» What is expected
Extract, verbatim, all lines starting at the one containing "Expected: one point per instance of the white building" and ending with the final line of the listing, and no others.

(Rows from a dataset)
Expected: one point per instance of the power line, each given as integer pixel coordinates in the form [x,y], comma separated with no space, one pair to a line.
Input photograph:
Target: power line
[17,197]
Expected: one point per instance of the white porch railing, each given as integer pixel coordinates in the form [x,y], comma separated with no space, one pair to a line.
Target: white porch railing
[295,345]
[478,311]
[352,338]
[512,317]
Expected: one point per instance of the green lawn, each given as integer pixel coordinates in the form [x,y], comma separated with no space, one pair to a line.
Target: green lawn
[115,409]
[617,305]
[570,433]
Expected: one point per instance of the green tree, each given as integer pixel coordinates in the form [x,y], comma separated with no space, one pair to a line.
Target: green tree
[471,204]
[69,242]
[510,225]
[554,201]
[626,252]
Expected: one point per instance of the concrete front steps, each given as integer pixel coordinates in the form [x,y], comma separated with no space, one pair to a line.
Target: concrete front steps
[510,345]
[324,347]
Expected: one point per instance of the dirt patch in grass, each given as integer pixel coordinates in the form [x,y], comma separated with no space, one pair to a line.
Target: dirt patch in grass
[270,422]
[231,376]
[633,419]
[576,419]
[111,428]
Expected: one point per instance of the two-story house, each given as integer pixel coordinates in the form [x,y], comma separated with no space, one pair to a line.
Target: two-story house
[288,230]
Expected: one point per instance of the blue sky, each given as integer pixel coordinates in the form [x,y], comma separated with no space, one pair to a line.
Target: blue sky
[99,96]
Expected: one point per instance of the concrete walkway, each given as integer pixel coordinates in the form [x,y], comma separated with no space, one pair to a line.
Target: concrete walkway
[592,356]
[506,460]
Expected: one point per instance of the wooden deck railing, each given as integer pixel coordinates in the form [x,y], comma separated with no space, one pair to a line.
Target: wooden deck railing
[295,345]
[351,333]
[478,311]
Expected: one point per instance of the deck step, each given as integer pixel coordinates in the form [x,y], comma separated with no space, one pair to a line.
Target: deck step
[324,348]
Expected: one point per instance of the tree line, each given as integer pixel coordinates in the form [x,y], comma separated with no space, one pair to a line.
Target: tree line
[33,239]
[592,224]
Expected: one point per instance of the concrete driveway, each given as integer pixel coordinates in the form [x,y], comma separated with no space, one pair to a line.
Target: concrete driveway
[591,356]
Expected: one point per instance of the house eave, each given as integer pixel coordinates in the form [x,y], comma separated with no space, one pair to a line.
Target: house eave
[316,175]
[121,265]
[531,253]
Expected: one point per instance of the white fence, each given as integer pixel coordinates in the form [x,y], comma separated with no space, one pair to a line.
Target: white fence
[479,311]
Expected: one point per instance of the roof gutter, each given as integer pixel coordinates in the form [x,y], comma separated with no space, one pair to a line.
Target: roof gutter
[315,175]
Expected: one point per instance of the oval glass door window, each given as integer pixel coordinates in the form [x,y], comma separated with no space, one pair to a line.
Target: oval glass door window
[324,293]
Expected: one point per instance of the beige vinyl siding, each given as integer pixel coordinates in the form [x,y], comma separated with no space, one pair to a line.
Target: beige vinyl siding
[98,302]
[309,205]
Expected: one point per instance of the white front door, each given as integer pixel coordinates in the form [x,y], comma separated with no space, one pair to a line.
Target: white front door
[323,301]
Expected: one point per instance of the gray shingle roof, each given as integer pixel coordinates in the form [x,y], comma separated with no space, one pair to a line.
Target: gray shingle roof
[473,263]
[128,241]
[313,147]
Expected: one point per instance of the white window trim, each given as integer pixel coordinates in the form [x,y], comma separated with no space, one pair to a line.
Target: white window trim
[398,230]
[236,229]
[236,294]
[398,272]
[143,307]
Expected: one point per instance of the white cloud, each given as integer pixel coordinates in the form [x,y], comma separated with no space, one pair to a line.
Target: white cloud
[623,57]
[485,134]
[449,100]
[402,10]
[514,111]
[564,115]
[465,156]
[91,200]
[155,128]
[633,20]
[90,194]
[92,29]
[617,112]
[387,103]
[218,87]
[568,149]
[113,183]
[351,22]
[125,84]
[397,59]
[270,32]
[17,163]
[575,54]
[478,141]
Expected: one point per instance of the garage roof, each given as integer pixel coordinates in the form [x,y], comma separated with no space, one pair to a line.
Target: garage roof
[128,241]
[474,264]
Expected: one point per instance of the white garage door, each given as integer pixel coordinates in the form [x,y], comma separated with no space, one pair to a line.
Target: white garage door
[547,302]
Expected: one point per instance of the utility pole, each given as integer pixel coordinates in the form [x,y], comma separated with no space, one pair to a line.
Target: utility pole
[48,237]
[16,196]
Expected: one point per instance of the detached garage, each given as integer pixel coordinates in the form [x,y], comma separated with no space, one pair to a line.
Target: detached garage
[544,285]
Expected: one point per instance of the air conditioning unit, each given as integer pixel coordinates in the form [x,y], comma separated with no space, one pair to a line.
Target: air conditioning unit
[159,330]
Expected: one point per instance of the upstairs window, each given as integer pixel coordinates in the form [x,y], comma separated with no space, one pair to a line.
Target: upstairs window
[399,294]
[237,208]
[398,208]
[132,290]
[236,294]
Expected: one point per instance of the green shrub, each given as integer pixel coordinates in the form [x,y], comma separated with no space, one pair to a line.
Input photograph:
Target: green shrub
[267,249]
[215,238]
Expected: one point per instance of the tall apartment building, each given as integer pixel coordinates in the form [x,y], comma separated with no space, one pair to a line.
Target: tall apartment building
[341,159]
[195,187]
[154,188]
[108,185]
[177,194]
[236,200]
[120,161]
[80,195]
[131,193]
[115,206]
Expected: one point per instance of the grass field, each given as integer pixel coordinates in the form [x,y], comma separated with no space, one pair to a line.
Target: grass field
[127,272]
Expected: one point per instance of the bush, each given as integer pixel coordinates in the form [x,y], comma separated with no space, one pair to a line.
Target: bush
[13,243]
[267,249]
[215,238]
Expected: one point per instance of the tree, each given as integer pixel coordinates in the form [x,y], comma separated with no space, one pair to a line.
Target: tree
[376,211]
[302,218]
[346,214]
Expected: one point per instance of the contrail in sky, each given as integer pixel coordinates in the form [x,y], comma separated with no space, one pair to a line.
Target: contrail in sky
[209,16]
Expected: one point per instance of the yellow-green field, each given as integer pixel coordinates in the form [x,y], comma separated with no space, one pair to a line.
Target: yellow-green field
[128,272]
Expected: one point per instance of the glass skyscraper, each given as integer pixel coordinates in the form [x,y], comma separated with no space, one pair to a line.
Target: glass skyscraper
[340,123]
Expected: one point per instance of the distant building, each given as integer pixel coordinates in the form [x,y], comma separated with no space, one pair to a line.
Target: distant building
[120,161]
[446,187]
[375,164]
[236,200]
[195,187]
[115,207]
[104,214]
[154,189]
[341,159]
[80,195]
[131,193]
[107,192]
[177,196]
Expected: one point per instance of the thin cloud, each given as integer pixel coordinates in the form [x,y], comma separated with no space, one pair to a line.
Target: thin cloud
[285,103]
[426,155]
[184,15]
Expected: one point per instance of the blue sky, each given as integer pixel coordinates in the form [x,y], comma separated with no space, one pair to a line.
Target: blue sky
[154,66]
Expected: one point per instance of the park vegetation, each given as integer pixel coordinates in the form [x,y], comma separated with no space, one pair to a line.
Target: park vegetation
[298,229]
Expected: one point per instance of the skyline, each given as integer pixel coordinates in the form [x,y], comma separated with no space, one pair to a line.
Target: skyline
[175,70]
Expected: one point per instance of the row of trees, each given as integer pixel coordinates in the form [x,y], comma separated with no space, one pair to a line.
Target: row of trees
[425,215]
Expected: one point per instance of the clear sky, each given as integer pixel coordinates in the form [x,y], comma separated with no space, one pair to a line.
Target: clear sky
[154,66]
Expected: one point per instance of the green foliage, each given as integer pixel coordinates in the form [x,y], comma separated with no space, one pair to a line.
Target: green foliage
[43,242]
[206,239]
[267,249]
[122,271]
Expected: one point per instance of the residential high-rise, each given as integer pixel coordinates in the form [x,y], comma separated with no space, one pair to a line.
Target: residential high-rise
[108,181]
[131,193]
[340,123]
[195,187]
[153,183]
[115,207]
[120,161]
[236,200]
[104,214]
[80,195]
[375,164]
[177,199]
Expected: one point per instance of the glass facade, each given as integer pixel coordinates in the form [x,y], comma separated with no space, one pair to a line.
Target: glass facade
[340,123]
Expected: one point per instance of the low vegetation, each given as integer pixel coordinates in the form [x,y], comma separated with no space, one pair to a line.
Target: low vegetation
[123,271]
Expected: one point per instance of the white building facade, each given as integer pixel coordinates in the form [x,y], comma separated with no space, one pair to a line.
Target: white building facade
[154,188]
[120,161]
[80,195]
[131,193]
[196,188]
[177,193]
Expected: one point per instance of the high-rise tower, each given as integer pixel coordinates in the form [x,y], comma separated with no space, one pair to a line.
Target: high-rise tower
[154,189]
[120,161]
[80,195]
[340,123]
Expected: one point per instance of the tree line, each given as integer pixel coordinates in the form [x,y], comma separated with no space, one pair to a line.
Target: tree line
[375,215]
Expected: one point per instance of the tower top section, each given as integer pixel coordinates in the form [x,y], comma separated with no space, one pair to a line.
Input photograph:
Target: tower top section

» Correct output
Expected: one point per instance of the white building facade, each given as integer pixel coordinates in the form [x,y], comma separated with no space, one pair to a line.
Target: white building facade
[154,188]
[120,161]
[80,195]
[131,193]
[196,188]
[177,193]
Expected: one point per instance of the high-rise tower, each given as integer pixel coordinates in the form [x,y], comma separated with no space, one pair to a line.
Target: high-rise tower
[154,189]
[120,161]
[80,195]
[340,123]
Expected: one point per instance of the tree line, each given as integer pixel coordinates in the form [x,y], comma separated with no space, one pair to a line.
Target: tree line
[375,215]
Expected: one point per instance of the tower top section, each given as integer pixel coordinates in the form [x,y], comma separated with no space, one pair to a line.
Input photograph:
Target: tower top section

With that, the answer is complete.